The problem>
Your answer must be an exact copy of the listing that follows, with all pictures omitted.

Entries shown>
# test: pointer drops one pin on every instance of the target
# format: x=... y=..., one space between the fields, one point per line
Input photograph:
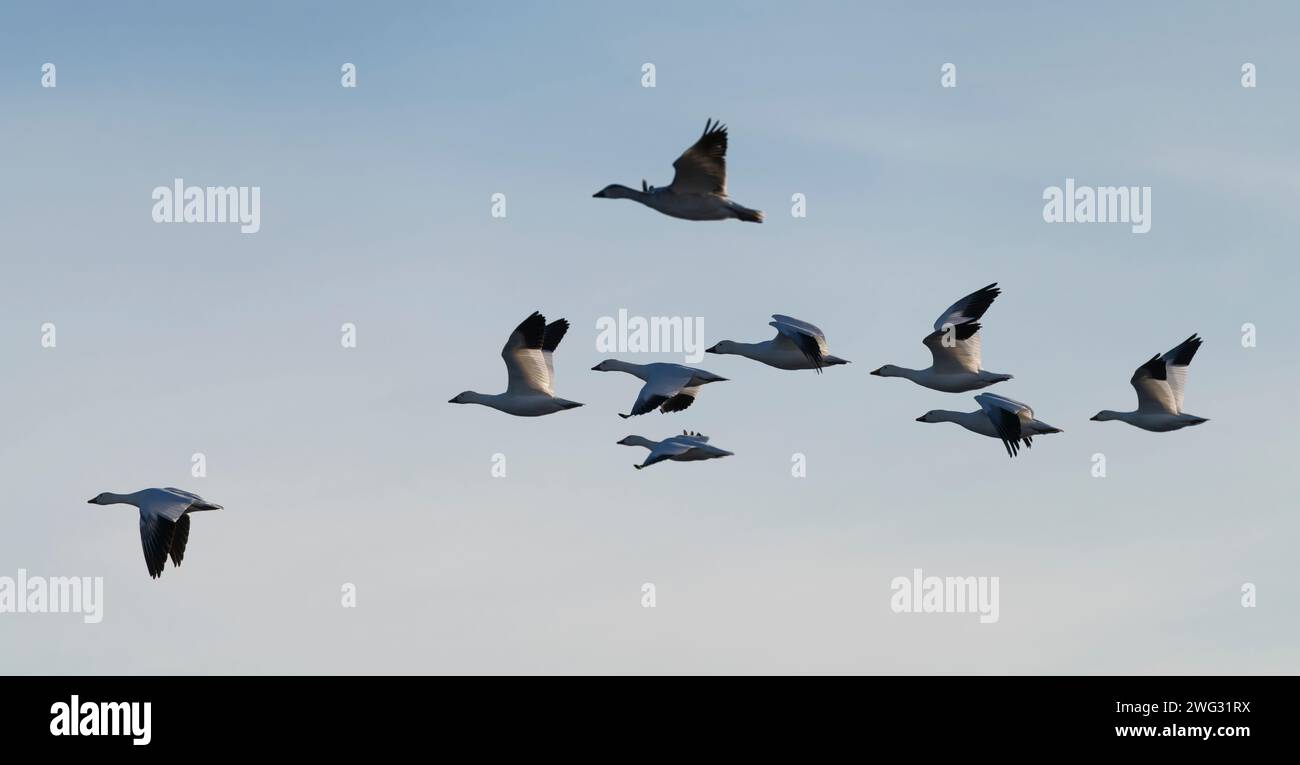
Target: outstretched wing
x=664 y=389
x=807 y=338
x=525 y=362
x=954 y=344
x=666 y=449
x=1160 y=381
x=702 y=168
x=180 y=536
x=1009 y=418
x=156 y=535
x=550 y=340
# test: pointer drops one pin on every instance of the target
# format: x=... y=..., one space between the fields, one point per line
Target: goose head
x=616 y=191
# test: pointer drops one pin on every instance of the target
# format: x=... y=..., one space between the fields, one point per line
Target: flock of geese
x=698 y=191
x=956 y=367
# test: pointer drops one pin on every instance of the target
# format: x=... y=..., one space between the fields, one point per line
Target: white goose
x=997 y=418
x=531 y=372
x=797 y=345
x=698 y=189
x=685 y=448
x=667 y=387
x=954 y=346
x=164 y=522
x=1160 y=385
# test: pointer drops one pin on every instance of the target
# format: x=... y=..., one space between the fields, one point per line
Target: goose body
x=1160 y=384
x=531 y=371
x=685 y=448
x=164 y=522
x=797 y=345
x=954 y=348
x=667 y=387
x=999 y=416
x=698 y=189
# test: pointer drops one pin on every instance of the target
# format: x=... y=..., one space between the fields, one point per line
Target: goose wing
x=180 y=536
x=702 y=168
x=667 y=449
x=666 y=389
x=1160 y=383
x=550 y=341
x=1009 y=418
x=807 y=338
x=156 y=534
x=196 y=502
x=954 y=344
x=527 y=366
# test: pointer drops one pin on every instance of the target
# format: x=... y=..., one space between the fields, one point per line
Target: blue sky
x=349 y=465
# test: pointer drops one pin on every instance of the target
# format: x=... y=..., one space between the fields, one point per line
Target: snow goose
x=685 y=448
x=698 y=189
x=1160 y=392
x=797 y=345
x=667 y=387
x=531 y=372
x=954 y=346
x=997 y=418
x=164 y=522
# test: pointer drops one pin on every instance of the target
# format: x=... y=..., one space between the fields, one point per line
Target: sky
x=347 y=466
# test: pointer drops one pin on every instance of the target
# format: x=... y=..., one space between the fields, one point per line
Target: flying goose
x=1160 y=392
x=698 y=189
x=797 y=345
x=997 y=418
x=667 y=387
x=954 y=346
x=685 y=448
x=164 y=522
x=531 y=372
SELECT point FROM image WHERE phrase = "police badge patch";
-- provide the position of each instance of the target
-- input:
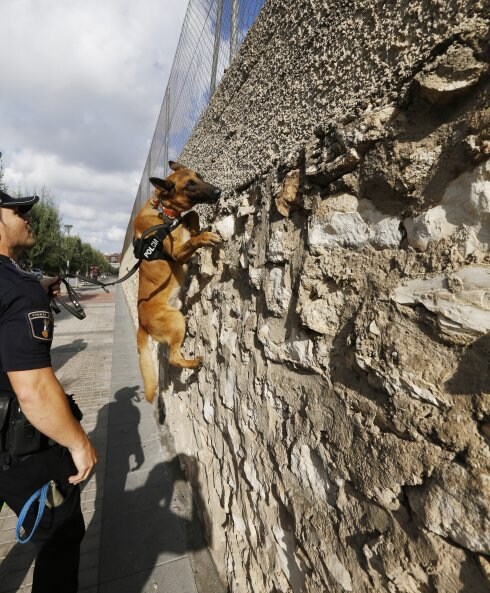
(41, 324)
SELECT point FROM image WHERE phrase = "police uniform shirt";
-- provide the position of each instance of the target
(26, 322)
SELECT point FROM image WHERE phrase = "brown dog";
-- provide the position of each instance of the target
(160, 281)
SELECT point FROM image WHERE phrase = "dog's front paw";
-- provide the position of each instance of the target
(208, 239)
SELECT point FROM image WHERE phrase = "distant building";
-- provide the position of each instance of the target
(114, 259)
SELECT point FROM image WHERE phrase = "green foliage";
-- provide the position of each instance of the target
(55, 252)
(47, 254)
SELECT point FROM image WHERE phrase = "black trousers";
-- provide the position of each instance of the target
(61, 529)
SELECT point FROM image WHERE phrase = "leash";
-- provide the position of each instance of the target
(148, 247)
(40, 494)
(75, 308)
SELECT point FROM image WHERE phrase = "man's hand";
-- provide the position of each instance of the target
(45, 404)
(84, 458)
(51, 285)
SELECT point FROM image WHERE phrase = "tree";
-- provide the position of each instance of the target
(46, 224)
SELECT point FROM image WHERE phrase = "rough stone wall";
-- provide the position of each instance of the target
(341, 419)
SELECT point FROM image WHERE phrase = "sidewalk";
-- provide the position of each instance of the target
(141, 528)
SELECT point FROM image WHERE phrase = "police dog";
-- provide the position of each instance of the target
(160, 281)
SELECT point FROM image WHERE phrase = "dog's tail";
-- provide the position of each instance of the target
(146, 365)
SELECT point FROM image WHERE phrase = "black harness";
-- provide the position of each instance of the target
(149, 247)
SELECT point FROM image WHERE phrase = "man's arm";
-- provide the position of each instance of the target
(43, 401)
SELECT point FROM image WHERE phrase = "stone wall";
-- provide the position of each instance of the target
(341, 419)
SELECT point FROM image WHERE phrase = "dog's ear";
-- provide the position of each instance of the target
(162, 184)
(175, 166)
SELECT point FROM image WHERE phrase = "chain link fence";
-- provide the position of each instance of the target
(212, 32)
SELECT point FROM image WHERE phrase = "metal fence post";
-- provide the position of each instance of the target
(217, 39)
(234, 29)
(167, 130)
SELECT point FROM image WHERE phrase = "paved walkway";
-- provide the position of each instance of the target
(141, 529)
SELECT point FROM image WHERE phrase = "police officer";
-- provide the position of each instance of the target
(27, 378)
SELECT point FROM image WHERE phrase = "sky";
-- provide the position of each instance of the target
(81, 86)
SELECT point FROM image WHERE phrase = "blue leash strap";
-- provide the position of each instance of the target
(40, 494)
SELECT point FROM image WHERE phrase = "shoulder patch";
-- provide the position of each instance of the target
(41, 324)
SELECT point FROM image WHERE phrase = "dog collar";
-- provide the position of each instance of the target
(168, 212)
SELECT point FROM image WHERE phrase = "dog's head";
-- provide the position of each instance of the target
(183, 188)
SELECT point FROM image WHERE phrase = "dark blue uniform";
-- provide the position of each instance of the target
(26, 333)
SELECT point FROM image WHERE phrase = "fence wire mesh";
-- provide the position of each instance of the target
(212, 32)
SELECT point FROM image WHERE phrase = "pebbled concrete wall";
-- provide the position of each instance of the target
(341, 420)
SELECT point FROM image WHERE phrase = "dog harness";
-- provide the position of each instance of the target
(149, 246)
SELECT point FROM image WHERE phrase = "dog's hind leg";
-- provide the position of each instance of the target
(169, 328)
(146, 365)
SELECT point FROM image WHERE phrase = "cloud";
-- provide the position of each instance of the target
(82, 85)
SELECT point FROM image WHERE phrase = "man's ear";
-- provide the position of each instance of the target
(162, 184)
(175, 166)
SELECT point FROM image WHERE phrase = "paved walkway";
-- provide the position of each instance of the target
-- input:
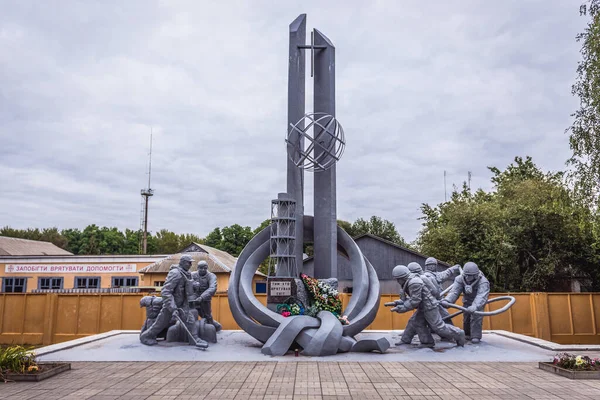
(303, 380)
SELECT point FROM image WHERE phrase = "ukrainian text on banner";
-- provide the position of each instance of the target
(68, 269)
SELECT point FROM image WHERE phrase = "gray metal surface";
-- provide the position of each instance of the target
(325, 233)
(253, 317)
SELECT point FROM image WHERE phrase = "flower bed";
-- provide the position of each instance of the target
(573, 367)
(18, 363)
(43, 371)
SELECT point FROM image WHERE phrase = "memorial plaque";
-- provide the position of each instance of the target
(280, 289)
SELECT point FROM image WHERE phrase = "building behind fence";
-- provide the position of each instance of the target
(47, 318)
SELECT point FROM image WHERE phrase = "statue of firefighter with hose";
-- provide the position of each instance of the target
(474, 287)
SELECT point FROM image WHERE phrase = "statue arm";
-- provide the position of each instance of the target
(455, 292)
(212, 287)
(416, 295)
(168, 289)
(448, 274)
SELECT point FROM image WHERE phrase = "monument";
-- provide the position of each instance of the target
(315, 142)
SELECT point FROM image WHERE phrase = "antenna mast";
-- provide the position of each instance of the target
(445, 195)
(146, 194)
(469, 180)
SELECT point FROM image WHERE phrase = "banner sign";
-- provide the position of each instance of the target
(69, 269)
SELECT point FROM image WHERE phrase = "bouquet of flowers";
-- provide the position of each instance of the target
(290, 309)
(324, 297)
(577, 363)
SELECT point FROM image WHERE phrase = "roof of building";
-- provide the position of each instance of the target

Response area>
# test: pointer drops one pin on every instance of the target
# format: x=... y=..., one space between the fields, one point per line
Input photograph:
Target: outstretched wing
x=664 y=389
x=807 y=338
x=525 y=362
x=954 y=344
x=666 y=449
x=1160 y=381
x=702 y=168
x=180 y=536
x=1009 y=418
x=156 y=535
x=550 y=340
# test: pointer drops one pin on every instance of the target
# format: x=... y=..., one space between the fields, one point per line
Target: goose head
x=616 y=191
# test: pointer drops one pin on every instance of the target
# format: x=... y=..., one space between the fields, one point per line
Target: flock of geese
x=698 y=191
x=956 y=367
# test: pointer drops one pin on every instance of the target
# format: x=... y=..., one space between the fields, one point per line
Target: white goose
x=997 y=418
x=531 y=372
x=797 y=345
x=698 y=189
x=685 y=448
x=667 y=387
x=954 y=346
x=164 y=522
x=1160 y=385
# test: pointer drops one pin on every instance of the target
# format: x=... y=..., one space between the fields, one point per line
Target: goose body
x=1160 y=384
x=531 y=371
x=685 y=448
x=164 y=522
x=797 y=345
x=954 y=348
x=667 y=387
x=999 y=416
x=698 y=189
# test: pointer drops one pin on every instance of the target
# format: x=... y=..., one space between the fields, one point per line
Target: goose wing
x=180 y=536
x=702 y=168
x=667 y=449
x=666 y=389
x=1160 y=383
x=550 y=341
x=1009 y=418
x=807 y=338
x=156 y=534
x=196 y=502
x=954 y=344
x=527 y=366
# test: pointer drops one pin on every instance of the target
# format: x=... y=..., one space between the fields, one point per line
Target: blue sky
x=349 y=465
# test: pointer drops one pin on every instance of the target
# format: x=... y=..., one space between the fields, one point per line
Target: snow goose
x=685 y=448
x=698 y=189
x=1160 y=392
x=797 y=345
x=667 y=387
x=531 y=372
x=954 y=346
x=997 y=418
x=164 y=522
# test: pointer drops one pin on every instance of the target
# format: x=... y=..., one space between the fields, one point per line
Target: sky
x=347 y=466
# test: pointer drops one pin on every instance of the target
# format: x=... y=..., one space between the fields, one point per line
Target: flying goose
x=1160 y=392
x=698 y=189
x=797 y=345
x=997 y=418
x=667 y=387
x=954 y=346
x=685 y=448
x=164 y=522
x=531 y=372
SELECT point FROM image WHERE phrase = "police badge patch";
-- provide the position of each instance of the target
-- input:
(41, 324)
SELECT point FROM image WHERE phrase = "police uniform shirt";
-- provide the position of each instance of the target
(26, 322)
SELECT point FROM image WHERE phrase = "brown dog";
-- provide the position of each instance of the target
(160, 281)
SELECT point FROM image WHERE phrase = "dog's front paw";
-- provide the position of each instance of the target
(208, 239)
SELECT point FROM image WHERE phrase = "distant building";
-- provide the position of each instance of the target
(114, 259)
SELECT point FROM image WHERE phrase = "green foliage";
-- provide the position of each instance of the target
(55, 252)
(47, 254)
SELECT point FROM image WHERE phrase = "black trousers";
-- provide the position of each instance of the target
(61, 529)
SELECT point FROM image WHERE phrase = "leash";
-- provide the position of each instance of the target
(148, 247)
(40, 494)
(75, 308)
SELECT point FROM image WHERE phrase = "man's hand";
-- provide the position of each instance of the target
(45, 404)
(84, 458)
(51, 285)
SELECT point FROM image WHERE phrase = "tree";
-- provide the position of each instance of the target
(46, 224)
SELECT point FROM image WHERE phrase = "rough stone wall";
-- provide the position of each instance of the target
(341, 419)
SELECT point FROM image WHERE phrase = "sidewalk";
-- provide the position of each instance of the target
(141, 528)
SELECT point FROM image WHERE phrase = "police dog";
-- provide the position of each instance of the target
(160, 281)
SELECT point FROM image WHERE phrase = "dog's tail";
-- provide the position of each instance of the target
(146, 365)
SELECT point FROM image WHERE phrase = "black harness";
-- provide the position of each instance of the target
(149, 247)
SELECT point FROM image WHERE phrase = "man's arm";
-- provide the position of each instance of the target
(43, 401)
SELECT point FROM image WHERE phrase = "stone wall";
-- provide the position of each instance of the target
(341, 419)
SELECT point FROM image WHERE phrase = "dog's ear";
-- provide the position of each instance of the target
(162, 184)
(175, 166)
SELECT point FROM image WHERE phrase = "chain link fence";
-- provide the position of each instance of the target
(212, 32)
SELECT point FROM image WHERE phrase = "metal fence post";
-- provide the position of each instance of the target
(217, 39)
(234, 29)
(167, 130)
SELECT point FROM image WHERE phrase = "paved walkway";
-- provide the position of each instance of the target
(141, 529)
SELECT point FROM image WHERE phrase = "police officer";
-- provide the position of each instance of the target
(27, 378)
SELECT point FROM image WHERE phrase = "sky";
-- provide the position of each instance of the target
(81, 86)
SELECT point FROM image WHERE phrase = "blue leash strap";
-- provide the position of each instance of the target
(40, 494)
SELECT point FROM image WHERE phrase = "shoulder patch";
-- provide the position of each instance of the target
(41, 324)
SELECT point FROM image WHERE phrase = "dog collar";
-- provide the position of each instance of the target
(168, 212)
SELECT point FROM image WHERE phrase = "dog's head";
-- provide the position of each instance of the target
(183, 188)
SELECT point FROM image WHERE phrase = "dark blue uniform";
-- provide the position of each instance of the target
(26, 333)
SELECT point FROM image WHERE phrase = "fence wire mesh";
-- provide the position of each instance of the target
(212, 32)
SELECT point FROM image WHERE phrase = "pebbled concrete wall";
-- provide the position of each instance of the target
(341, 420)
SELECT point FROM image WHERE phrase = "dog harness";
-- provide the position of each instance of the target
(149, 246)
SELECT point FROM image WHERE phrase = "dog's hind leg";
-- provide the position of each instance of the target
(169, 328)
(146, 365)
SELECT point FROM image WHERE phrase = "cloud";
-- provide the position of each instance of the target
(82, 85)
SELECT point FROM image WHERE phrase = "man's ear";
-- provide the position of each instance of the target
(162, 184)
(175, 166)
SELECT point FROM image WHERE phrase = "paved walkway";
-- provide the position of each instance of the target
-- input:
(303, 380)
SELECT point FROM image WHERE phrase = "ukrainian text on banner";
-- provide the position of each instance of the target
(68, 269)
SELECT point FROM image WHERE phrase = "gray metal surface";
-- provide the position of each instance of the target
(325, 233)
(253, 317)
SELECT point FROM image WHERE phrase = "flower bed";
-- provide the position of each instance of the target
(573, 367)
(18, 363)
(43, 371)
SELECT point FROM image WHERE phrase = "memorial plaque";
-- provide the position of each instance of the target
(280, 289)
SELECT point FROM image WHERE phrase = "building behind fence";
-- provide the position of each instance of the target
(47, 318)
SELECT point FROM image WHERE phrase = "statue of firefighter with hose";
-- provide the position of each instance of the target
(474, 287)
SELECT point FROM image WHERE phrase = "statue arm";
-- provide the position of each instance of the target
(455, 292)
(212, 287)
(416, 295)
(168, 289)
(448, 274)
SELECT point FROM image WHERE phrase = "monument";
-- provide the position of each instance of the target
(315, 142)
SELECT point FROM image WHERE phrase = "antenna mast";
-- provide the position of each instance of the target
(445, 195)
(146, 194)
(469, 180)
SELECT point FROM image WHERE phrase = "banner sign";
-- provide the position of each instance of the target
(69, 269)
SELECT point FROM image WHERE phrase = "bouquet of flowers";
-- provide the position of each instance of the target
(290, 309)
(324, 297)
(577, 363)
SELECT point FROM image WHERE phrase = "roof of building";
-- provide the position of each instance of the target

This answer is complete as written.